◆ Given exercise:
Pick out and copy each line of the data below that contains the string "vest".

Rows from a pointing dataset:
-- Start --

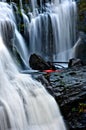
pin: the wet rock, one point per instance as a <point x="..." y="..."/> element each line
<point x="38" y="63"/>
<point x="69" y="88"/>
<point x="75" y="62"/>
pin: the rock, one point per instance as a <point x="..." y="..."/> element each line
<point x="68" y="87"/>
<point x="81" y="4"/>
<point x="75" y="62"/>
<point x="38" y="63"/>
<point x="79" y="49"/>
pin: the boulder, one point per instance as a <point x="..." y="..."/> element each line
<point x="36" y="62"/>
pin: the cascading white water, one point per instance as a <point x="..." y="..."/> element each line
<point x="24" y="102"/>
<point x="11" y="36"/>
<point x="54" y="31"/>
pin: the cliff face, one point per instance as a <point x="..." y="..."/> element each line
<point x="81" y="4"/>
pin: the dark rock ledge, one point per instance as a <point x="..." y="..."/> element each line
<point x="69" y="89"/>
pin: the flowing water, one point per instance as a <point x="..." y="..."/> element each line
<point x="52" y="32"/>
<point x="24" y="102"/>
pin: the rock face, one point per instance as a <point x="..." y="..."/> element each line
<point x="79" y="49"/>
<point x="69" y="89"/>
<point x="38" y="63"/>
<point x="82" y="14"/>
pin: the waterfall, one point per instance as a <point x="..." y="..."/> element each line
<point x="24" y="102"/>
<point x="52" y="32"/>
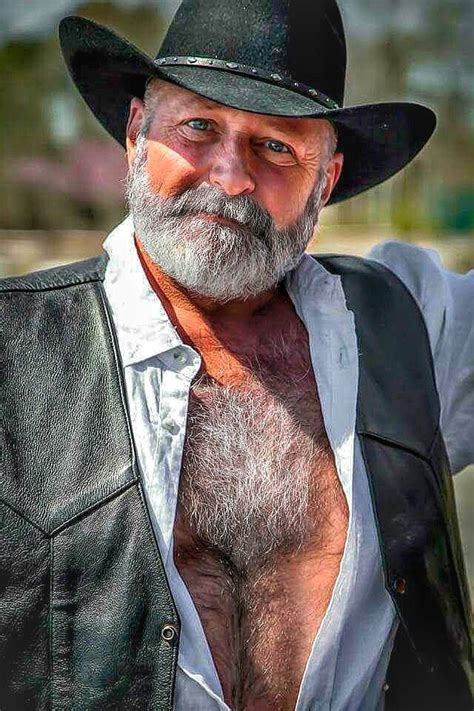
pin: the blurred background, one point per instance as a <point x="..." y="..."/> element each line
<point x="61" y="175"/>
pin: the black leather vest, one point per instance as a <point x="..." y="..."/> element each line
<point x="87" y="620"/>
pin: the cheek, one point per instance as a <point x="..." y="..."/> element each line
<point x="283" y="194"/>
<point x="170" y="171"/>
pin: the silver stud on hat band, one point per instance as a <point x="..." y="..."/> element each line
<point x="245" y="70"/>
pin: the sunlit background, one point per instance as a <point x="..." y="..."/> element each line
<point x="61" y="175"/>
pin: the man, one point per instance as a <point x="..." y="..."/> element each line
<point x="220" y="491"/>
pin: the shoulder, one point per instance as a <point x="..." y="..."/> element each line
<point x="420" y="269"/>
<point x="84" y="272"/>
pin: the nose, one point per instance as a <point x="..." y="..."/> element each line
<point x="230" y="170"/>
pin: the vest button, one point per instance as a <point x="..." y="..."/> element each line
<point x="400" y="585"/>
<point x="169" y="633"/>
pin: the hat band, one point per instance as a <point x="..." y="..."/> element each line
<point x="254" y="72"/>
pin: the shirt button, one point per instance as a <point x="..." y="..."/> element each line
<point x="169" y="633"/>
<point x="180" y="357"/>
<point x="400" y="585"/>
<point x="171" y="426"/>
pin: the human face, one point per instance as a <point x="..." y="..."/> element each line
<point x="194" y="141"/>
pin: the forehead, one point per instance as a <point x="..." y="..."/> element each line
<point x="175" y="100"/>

-- End --
-- Start --

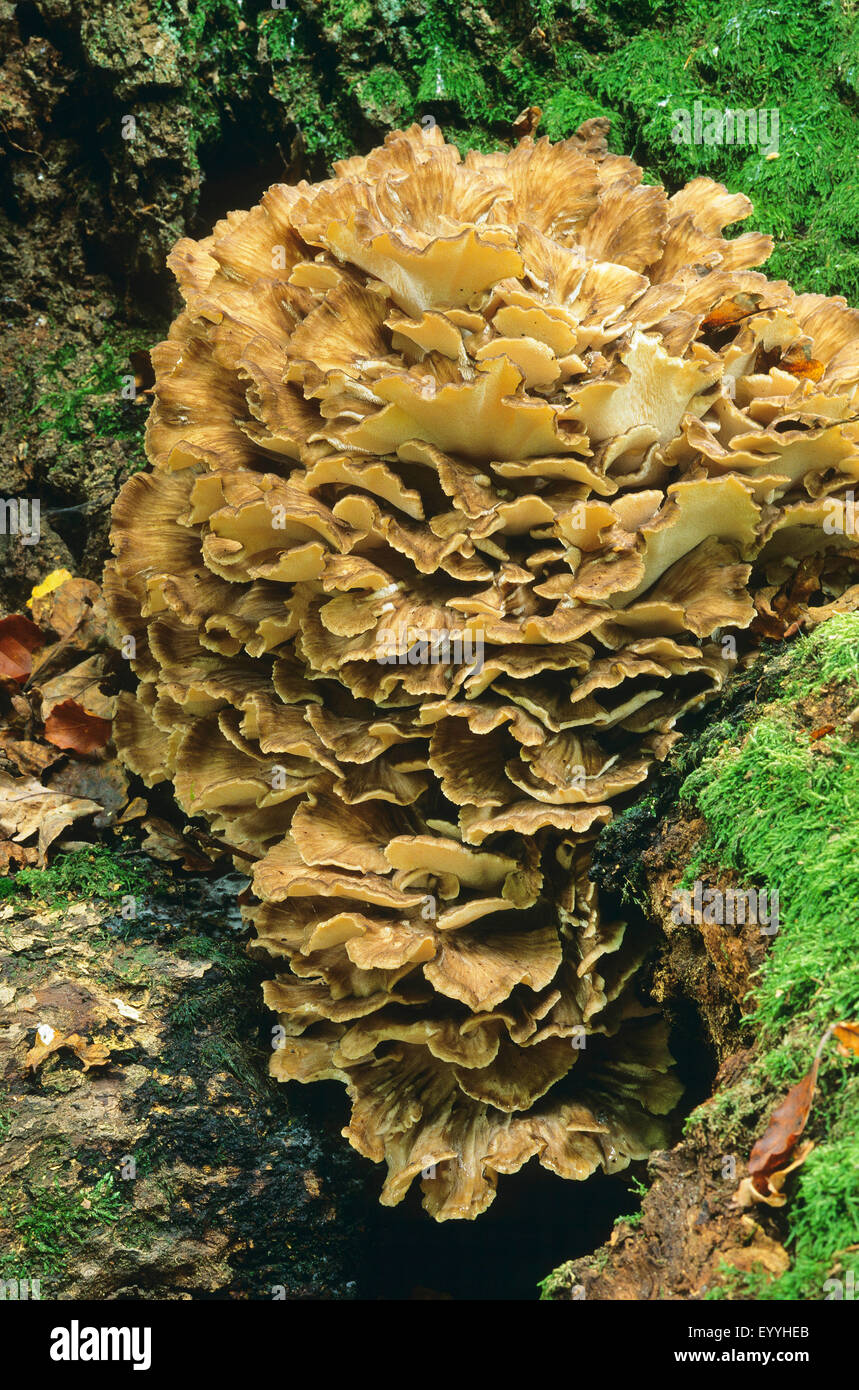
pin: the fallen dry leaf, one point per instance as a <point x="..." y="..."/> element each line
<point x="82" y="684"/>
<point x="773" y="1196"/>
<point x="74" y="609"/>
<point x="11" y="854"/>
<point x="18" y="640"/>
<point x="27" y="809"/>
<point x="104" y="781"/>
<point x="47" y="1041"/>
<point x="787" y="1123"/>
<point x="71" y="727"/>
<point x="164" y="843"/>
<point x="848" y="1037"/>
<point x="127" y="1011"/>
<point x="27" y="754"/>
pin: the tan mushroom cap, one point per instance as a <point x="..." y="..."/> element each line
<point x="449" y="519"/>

-- End --

◆ Output:
pin: the black leather vest, one point per instance as a <point x="..." y="..."/> element each line
pin: the vest button, one point per instance as a <point x="..." y="..."/> element each line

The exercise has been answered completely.